(Saved entries)
○ ○ ○

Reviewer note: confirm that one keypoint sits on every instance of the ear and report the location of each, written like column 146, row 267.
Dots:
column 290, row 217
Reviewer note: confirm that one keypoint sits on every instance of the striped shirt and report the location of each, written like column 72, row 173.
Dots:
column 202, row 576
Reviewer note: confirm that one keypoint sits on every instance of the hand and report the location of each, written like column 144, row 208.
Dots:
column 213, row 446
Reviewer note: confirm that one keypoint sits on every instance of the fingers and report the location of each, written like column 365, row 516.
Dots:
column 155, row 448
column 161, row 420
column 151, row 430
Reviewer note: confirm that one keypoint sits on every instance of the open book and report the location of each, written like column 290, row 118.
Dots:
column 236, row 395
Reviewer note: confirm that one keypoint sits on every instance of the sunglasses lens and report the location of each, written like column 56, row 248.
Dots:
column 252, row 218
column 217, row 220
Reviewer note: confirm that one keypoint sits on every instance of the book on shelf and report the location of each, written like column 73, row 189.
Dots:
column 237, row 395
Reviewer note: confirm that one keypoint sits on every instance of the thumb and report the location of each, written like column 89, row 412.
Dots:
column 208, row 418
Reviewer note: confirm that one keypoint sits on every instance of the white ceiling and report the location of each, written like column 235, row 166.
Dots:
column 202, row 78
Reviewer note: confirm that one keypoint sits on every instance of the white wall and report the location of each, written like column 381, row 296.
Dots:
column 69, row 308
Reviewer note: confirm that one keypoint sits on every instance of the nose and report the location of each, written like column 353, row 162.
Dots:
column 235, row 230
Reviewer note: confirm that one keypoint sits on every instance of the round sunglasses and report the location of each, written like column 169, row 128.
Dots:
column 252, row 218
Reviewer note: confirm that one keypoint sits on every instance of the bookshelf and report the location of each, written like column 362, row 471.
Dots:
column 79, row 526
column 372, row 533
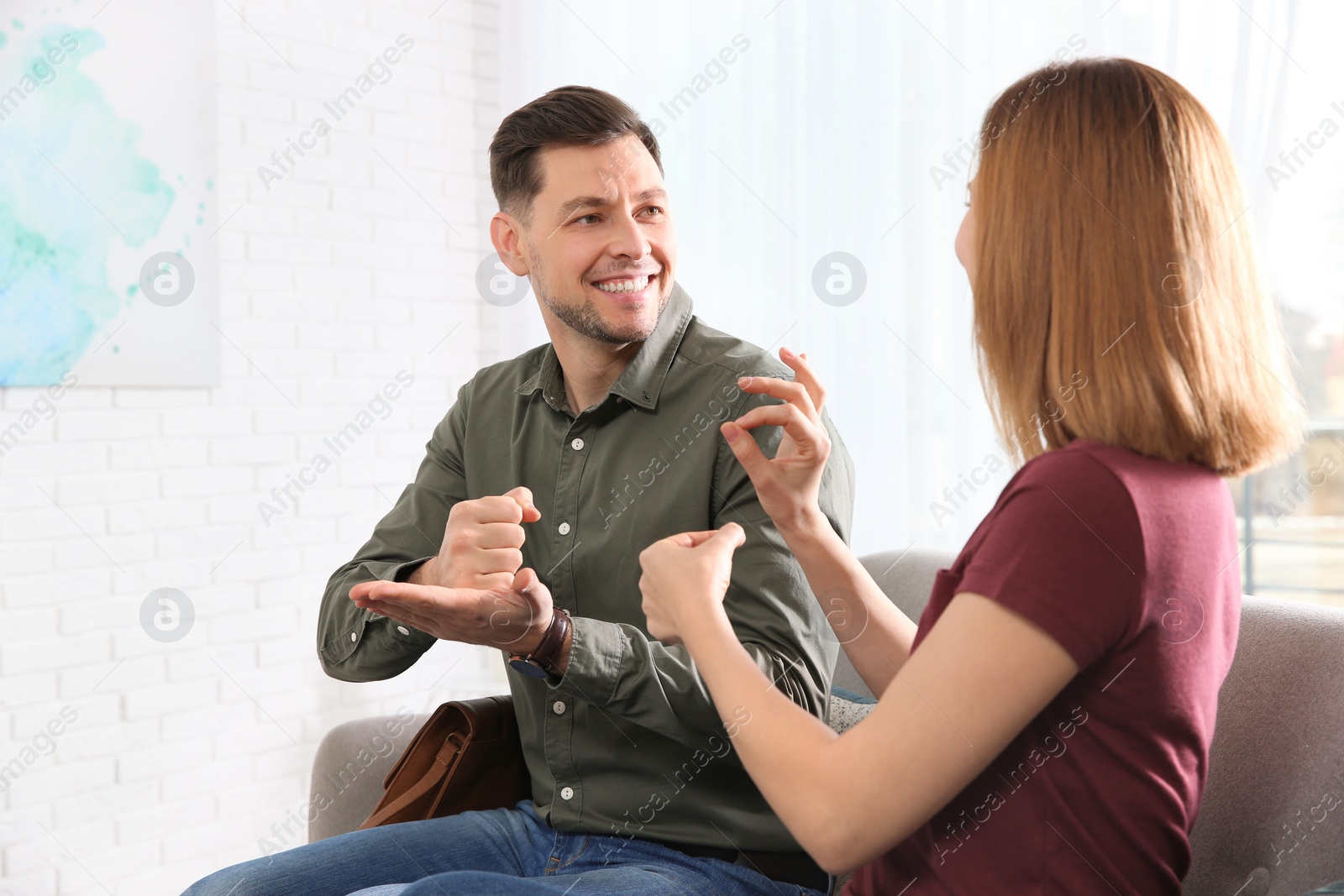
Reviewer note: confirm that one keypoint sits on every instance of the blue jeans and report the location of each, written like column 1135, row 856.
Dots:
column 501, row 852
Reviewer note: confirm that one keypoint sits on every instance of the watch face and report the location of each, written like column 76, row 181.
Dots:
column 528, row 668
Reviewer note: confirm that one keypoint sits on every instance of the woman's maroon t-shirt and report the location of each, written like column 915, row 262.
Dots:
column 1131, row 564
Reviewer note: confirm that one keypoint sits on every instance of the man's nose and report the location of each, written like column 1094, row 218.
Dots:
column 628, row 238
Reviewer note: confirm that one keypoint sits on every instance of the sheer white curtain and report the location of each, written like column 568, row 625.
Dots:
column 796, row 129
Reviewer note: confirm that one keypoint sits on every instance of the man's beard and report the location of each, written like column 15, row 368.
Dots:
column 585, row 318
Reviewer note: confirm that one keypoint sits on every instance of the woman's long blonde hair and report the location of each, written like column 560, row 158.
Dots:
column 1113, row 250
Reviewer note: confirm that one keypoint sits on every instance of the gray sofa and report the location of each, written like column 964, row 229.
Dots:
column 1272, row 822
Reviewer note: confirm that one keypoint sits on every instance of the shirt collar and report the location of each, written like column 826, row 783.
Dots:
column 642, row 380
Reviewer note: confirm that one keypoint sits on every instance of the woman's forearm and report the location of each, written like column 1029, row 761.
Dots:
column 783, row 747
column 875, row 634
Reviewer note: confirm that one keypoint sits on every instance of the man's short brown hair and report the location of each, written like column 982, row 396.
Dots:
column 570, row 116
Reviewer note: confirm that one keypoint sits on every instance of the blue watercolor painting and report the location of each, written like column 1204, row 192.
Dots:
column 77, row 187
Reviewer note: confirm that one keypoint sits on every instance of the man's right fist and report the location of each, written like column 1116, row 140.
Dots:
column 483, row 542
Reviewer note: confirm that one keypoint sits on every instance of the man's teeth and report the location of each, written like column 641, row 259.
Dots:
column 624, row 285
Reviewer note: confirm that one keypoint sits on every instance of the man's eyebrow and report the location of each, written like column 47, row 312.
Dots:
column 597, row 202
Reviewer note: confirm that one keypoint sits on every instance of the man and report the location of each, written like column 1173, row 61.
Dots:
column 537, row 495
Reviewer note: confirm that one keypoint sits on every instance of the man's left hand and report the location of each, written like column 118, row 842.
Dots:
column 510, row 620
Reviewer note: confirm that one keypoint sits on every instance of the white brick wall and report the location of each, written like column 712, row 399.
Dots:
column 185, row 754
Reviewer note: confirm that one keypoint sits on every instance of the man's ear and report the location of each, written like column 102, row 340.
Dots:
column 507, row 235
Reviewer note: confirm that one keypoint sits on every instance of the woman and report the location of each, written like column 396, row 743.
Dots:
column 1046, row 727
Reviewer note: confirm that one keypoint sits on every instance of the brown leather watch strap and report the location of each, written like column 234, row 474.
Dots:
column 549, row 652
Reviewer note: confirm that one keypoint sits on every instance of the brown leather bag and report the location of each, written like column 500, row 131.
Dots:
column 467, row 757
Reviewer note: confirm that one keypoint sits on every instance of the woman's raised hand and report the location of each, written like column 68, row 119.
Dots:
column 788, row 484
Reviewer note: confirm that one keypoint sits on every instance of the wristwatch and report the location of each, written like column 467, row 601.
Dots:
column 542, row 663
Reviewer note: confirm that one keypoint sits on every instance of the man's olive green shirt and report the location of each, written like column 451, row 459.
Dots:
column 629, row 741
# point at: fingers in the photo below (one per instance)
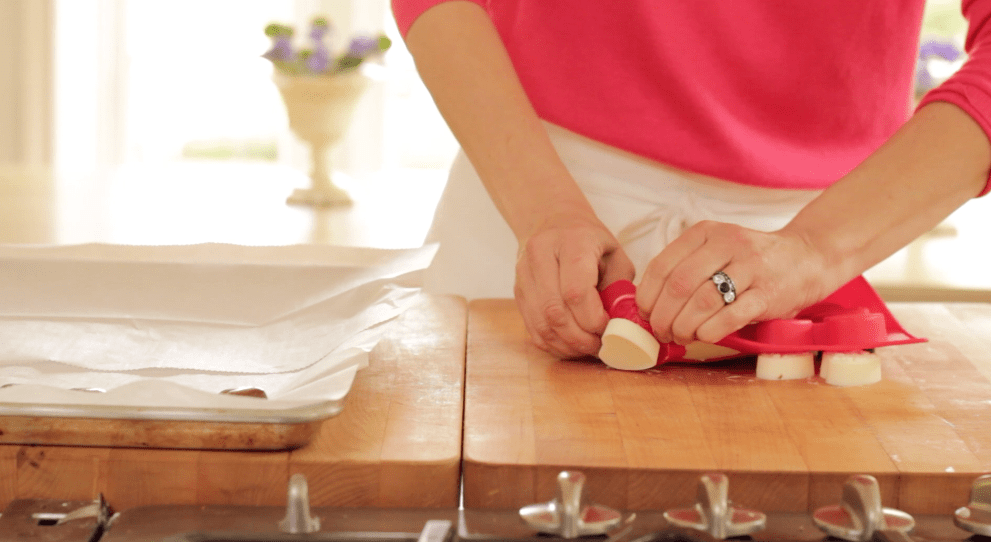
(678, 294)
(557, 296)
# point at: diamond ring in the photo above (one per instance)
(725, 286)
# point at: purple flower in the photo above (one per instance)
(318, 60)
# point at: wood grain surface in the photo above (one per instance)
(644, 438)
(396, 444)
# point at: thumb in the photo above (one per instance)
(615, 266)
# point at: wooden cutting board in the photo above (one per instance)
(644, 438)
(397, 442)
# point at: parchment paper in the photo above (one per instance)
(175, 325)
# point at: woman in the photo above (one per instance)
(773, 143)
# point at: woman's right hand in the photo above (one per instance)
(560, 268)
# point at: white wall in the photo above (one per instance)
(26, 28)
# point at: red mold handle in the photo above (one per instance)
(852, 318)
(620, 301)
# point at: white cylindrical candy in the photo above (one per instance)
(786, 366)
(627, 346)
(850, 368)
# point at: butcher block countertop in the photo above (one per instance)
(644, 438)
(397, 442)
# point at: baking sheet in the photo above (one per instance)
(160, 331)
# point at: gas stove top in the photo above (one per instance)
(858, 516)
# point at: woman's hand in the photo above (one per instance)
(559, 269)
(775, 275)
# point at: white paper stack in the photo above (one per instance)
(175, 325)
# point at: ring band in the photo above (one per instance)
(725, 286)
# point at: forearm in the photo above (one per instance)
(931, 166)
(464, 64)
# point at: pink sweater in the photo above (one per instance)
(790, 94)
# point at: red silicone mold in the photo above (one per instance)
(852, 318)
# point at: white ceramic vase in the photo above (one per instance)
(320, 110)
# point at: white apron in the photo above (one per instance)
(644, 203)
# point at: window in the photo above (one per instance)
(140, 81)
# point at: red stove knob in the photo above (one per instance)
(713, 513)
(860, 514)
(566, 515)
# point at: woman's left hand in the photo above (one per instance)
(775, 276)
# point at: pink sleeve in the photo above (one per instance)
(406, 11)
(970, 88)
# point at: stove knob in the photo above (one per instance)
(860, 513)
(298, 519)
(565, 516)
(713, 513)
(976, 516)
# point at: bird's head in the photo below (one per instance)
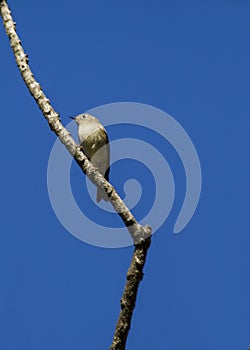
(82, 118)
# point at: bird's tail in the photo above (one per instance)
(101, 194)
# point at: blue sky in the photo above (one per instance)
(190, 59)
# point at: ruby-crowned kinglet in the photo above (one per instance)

○ ○ ○

Hand back the data exactly as it appears, with all pictures cut.

Reviewer note: confirm that one keypoint sits on every instance of the ear and report the location of each, written like column 146, row 267.
Dots:
column 290, row 217
Reviewer note: confirm that one keypoint sits on every instance of the striped shirt and report the location of each, written like column 72, row 173.
Dots:
column 202, row 576
Reviewer note: confirm that one keypoint sits on every instance of the hand and report the location of each, written like column 144, row 208.
Dots:
column 213, row 446
Reviewer note: confirm that one keypoint sits on every instance of the fingers and report the location of each, written like column 365, row 516.
Dots:
column 155, row 448
column 161, row 420
column 151, row 430
Reviewer note: confirm that one keypoint sits on every instance of the open book and report the location of each, written like column 290, row 118.
Dots:
column 236, row 395
Reviewer note: confirm that one keypoint sits on every instance of the sunglasses lens and report the location of each, written like column 56, row 248.
Dots:
column 252, row 218
column 217, row 220
Reviewer note: confirm that one keypoint sits on every instance of the book on shelf and report the location of each, written like column 73, row 189.
Dots:
column 237, row 395
Reviewer note: confirm that one keypoint sits on every instance of the thumb and report the location of each, written like column 89, row 412.
Dots:
column 208, row 418
Reviewer note: confirm that one keypoint sits on every instance of the white ceiling and report the location of each, written like column 235, row 166.
Dots:
column 202, row 78
Reviewer note: confirm that one keypoint sits on every instance of the white wall and report the location of each, written like column 381, row 296.
Dots:
column 69, row 308
Reviewer note: confirm that one keypoint sits on every instance of the nose and report the location of each, written like column 353, row 162.
Dots:
column 235, row 230
Reviewer note: confirm that one keypoint sits on every instance of the round sunglasses and report the location of each, written like column 169, row 128.
Dots:
column 252, row 218
Reviewer note: confirm that one keypoint sits on every instance of the bookshelf and report the location of each, written like column 362, row 471.
Dots:
column 79, row 526
column 372, row 533
Reviewer note: confirm that one keypoint sits on every instance of the blue jeans and report the location of each, written like column 1135, row 856.
Dots:
column 501, row 852
Reviewer note: confirm that one keypoint sits on every instance of the watch face and report the location of each, written like column 76, row 181.
Dots:
column 528, row 668
Reviewer note: confirm that one keypoint sits on every instance of the woman's maroon t-shirt and report the location of each, written like column 915, row 262.
Dots:
column 1131, row 564
Reviewer note: confirm that one keypoint sits on every instance of the man's nose and report the location of each, written like column 1094, row 218.
Dots:
column 628, row 238
Reviewer note: confirm that one keypoint sits on every instance of the sheer white curtain and report the location of each, written like column 568, row 625.
Dots:
column 796, row 129
Reviewer note: confirm that one keypoint sits on every instance of the man's beard and report the location of each, written like column 15, row 368.
Dots:
column 585, row 318
Reviewer note: confirm that one keypoint sits on every instance of the woman's long blonde hair and report the location of each, written like column 560, row 158.
Dots:
column 1113, row 250
Reviewer note: confirm that one keypoint sits on every instance of the gray sofa and report the location of each, written like column 964, row 229.
Dots:
column 1272, row 822
Reviewer note: confirm that one keypoint sits on every instance of the shirt collar and report the location of each, written like column 826, row 783.
Dots:
column 642, row 380
Reviewer note: confirm that one keypoint sits on every instance of the woman's forearm and report the location of each, written like column 1029, row 761.
Dots:
column 783, row 747
column 875, row 634
Reviewer note: confirm that one keypoint sits on every instance of the man's short brown hair and report the location of each, written like column 982, row 396.
Dots:
column 570, row 116
Reviewer note: confirm that one keypoint sits on every instance of the blue watercolor painting and report the location of each, written like column 1204, row 192.
Dots:
column 77, row 187
Reviewer note: confirm that one keypoint sits on every instance of the man's right fist and report the location of each, written like column 1116, row 140.
Dots:
column 483, row 542
Reviewer note: confirm that one keypoint sits on every instance of the man's teeth and report the location of each, written like column 641, row 259.
Dots:
column 624, row 285
Reviewer note: confirm that one keypoint sits on every instance of the man's eyebrow and report the location of each, written like column 47, row 312.
Dots:
column 597, row 202
Reviewer note: confirm that one keypoint sits on every instance of the man and report the location of each, written like column 1173, row 61.
Dots:
column 537, row 495
Reviewer note: confirm that one keypoint sits on every instance of the man's left hand and report the location of each, written like column 118, row 842.
Dots:
column 510, row 620
Reviewer note: confirm that one keypoint sits on every instance of the white brick wall and report the location of each, written like column 712, row 399.
Dots:
column 185, row 754
Reviewer note: confirm that one keypoint sits on every instance of the man's ear and report the location of each, written like column 102, row 340.
Dots:
column 507, row 235
Reviewer note: confirm that one keypoint sits on every instance of the woman and report the location of each, written like column 396, row 743.
Dots:
column 1046, row 727
Reviewer note: confirm that one keypoint sits on every instance of the brown leather watch strap and report the location of each, written like column 234, row 474.
Dots:
column 549, row 652
Reviewer note: confirm that one keypoint sits on every instance of the brown leather bag and report the location of each, written like column 500, row 131.
Dots:
column 467, row 757
Reviewer note: confirm that one keypoint sits on every instance of the woman's raised hand and report the location of each, written like column 68, row 119.
Dots:
column 788, row 484
Reviewer note: confirm that one keypoint sits on every instance of the wristwatch and report the location of each, written like column 467, row 601.
Dots:
column 542, row 663
Reviewer note: confirm that one keypoint sits on every instance of the man's olive green shirt and report the location of each, written like column 451, row 459.
Dots:
column 629, row 741
# point at: fingers in the photo below (one per instance)
(678, 294)
(557, 296)
# point at: diamond ring in the photo above (one per instance)
(725, 286)
# point at: purple flower in the photo above (one per instance)
(318, 60)
# point at: wood grain surface in the photo above (one per instance)
(644, 438)
(396, 444)
# point at: thumb in the photo above (one per instance)
(615, 266)
# point at: wooden cutting board in the photo above (one per instance)
(644, 438)
(397, 442)
# point at: parchment paper in the photo above (one per instance)
(175, 325)
# point at: woman in the photo above (one per instance)
(773, 143)
# point at: woman's right hand in the photo above (one per instance)
(560, 268)
# point at: white wall in the photo above (one per instance)
(26, 28)
# point at: red mold handle in the photo above (one per instance)
(852, 318)
(620, 301)
# point at: white cylindrical candy in the photo above (one per instance)
(786, 366)
(627, 346)
(850, 368)
# point at: butcher block countertop in the photo above (one per instance)
(644, 438)
(397, 442)
# point at: baking sheet in the photo above (one per instance)
(160, 331)
# point at: gas stove top in the photo above (one per instance)
(858, 516)
# point at: woman's hand in the photo above (one per instance)
(559, 269)
(775, 275)
# point at: white paper stack in the photo above (one per instance)
(175, 325)
# point at: ring band in the photo above (one per instance)
(725, 286)
# point at: forearm in the photo above (one per instance)
(931, 166)
(464, 64)
# point at: pink sweater in the photo above (one per instance)
(790, 94)
# point at: red silicone mold in the photo above (one per instance)
(852, 318)
# point at: white ceramic vase in the photo above (one per instance)
(320, 110)
# point at: white apron in the photo above (one per instance)
(644, 203)
# point at: window in the photo above (one per instance)
(140, 81)
# point at: red stove knob in the photo above (one per instance)
(713, 513)
(860, 514)
(566, 515)
# point at: woman's left hand in the photo above (one per instance)
(775, 276)
# point at: pink sleeve in the photo above (one per instance)
(406, 11)
(970, 88)
# point at: stove knob in the photo above (one per instance)
(860, 513)
(298, 519)
(565, 516)
(713, 513)
(976, 516)
# point at: bird's head in the photo below (one per instance)
(82, 118)
# point at: bird's tail in the photo above (one per instance)
(101, 194)
# point at: blue sky in the photo above (one per instance)
(190, 59)
# point at: ruby-crowned kinglet in the photo above (one per instance)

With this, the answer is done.